Provided data:
↓
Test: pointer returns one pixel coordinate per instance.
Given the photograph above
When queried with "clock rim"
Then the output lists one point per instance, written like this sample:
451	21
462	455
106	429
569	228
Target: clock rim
↑
What you will do: Filter the listing above by the word "clock"; copy each line that passes.

Task response:
When queried with "clock rim"
Target: clock rim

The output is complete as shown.